Entries shown:
....

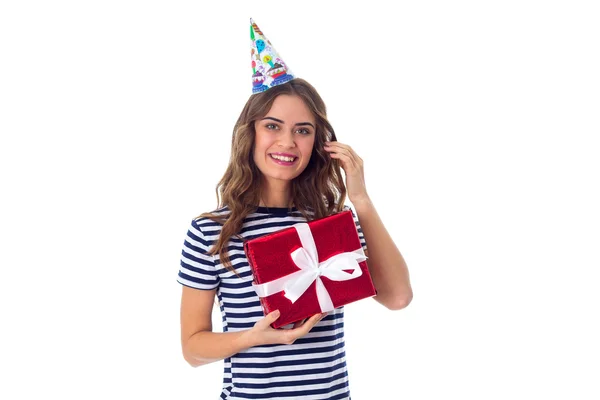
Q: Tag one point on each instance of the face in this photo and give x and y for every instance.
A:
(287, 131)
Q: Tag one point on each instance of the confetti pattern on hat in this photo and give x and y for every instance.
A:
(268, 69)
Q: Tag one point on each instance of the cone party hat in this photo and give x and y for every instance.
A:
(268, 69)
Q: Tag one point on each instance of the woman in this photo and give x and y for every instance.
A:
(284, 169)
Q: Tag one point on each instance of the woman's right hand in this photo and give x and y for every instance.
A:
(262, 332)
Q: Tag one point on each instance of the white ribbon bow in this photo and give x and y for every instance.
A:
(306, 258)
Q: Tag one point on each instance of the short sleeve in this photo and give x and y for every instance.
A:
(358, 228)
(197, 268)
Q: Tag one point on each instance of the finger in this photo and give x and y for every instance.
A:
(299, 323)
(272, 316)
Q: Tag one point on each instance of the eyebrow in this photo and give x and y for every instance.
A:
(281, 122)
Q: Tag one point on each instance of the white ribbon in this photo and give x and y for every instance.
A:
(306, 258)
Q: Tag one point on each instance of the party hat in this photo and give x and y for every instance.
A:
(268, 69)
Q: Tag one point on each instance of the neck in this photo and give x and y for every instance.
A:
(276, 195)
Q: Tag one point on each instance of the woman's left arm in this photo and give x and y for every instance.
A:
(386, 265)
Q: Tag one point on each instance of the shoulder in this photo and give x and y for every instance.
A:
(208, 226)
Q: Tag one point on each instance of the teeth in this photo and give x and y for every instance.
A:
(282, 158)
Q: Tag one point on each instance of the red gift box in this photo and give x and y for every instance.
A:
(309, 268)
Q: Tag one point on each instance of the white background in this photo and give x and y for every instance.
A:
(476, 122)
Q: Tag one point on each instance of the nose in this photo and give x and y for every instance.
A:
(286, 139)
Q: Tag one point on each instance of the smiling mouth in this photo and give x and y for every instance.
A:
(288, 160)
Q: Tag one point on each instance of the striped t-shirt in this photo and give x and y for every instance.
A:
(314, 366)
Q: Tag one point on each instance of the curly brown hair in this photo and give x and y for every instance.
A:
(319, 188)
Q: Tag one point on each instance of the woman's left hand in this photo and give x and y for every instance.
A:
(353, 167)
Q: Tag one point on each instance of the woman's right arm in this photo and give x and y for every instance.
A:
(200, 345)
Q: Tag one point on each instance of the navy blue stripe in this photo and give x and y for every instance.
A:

....

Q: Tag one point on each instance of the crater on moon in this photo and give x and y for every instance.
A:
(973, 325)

....

Instruction:
Please count the rows above that contain the word "woman" and reply with the number alone.

Answer:
5